─── TASK INPUTS
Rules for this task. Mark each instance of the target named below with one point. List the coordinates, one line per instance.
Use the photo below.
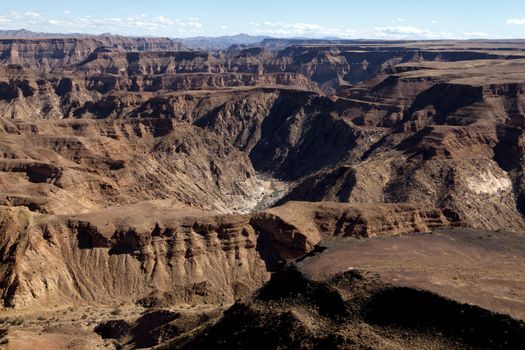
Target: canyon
(153, 195)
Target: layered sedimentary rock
(158, 252)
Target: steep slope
(159, 252)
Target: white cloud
(516, 22)
(476, 35)
(408, 32)
(281, 29)
(131, 25)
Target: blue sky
(306, 18)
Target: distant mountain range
(195, 43)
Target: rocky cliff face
(160, 253)
(133, 172)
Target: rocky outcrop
(352, 309)
(161, 253)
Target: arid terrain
(291, 194)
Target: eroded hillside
(140, 174)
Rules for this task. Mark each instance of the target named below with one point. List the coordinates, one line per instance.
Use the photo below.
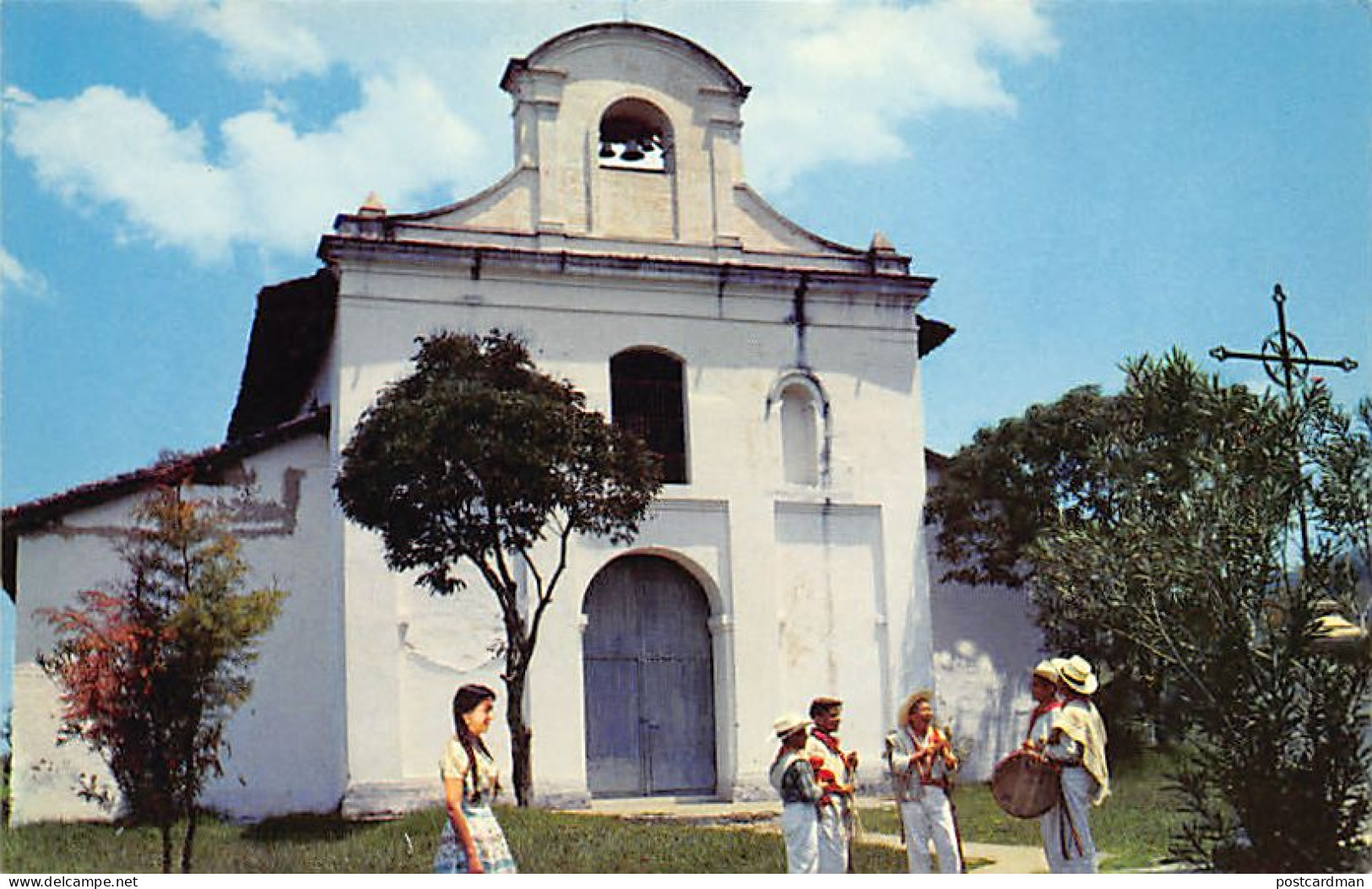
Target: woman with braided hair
──────
Copy all of the rows above, swapping "instance" for "occurrence" wherever it appears and changing nothing else. Omit the pictures from your copy.

RESPONSE |
Rules for this task. Mark each occurrence of the target named below with one point. List the coordinates, one line per occurrence.
Use the photo below.
Target: canyon
(153, 195)
Target: layered sedimentary rock
(158, 252)
Target: steep slope
(159, 252)
Target: white cloud
(516, 22)
(476, 35)
(408, 32)
(281, 29)
(131, 25)
Target: blue sky
(306, 18)
Target: distant mountain range
(195, 43)
Target: rocky cliff face
(160, 253)
(133, 172)
Target: rocky outcrop
(352, 309)
(161, 253)
Target: arid terrain
(291, 194)
Target: eroded hillside
(140, 174)
Rules for this task. Mark each occurrence of the target named below with one point. List the coordinates, one line per occurrence.
Use the photo below.
Target: woman with braided hair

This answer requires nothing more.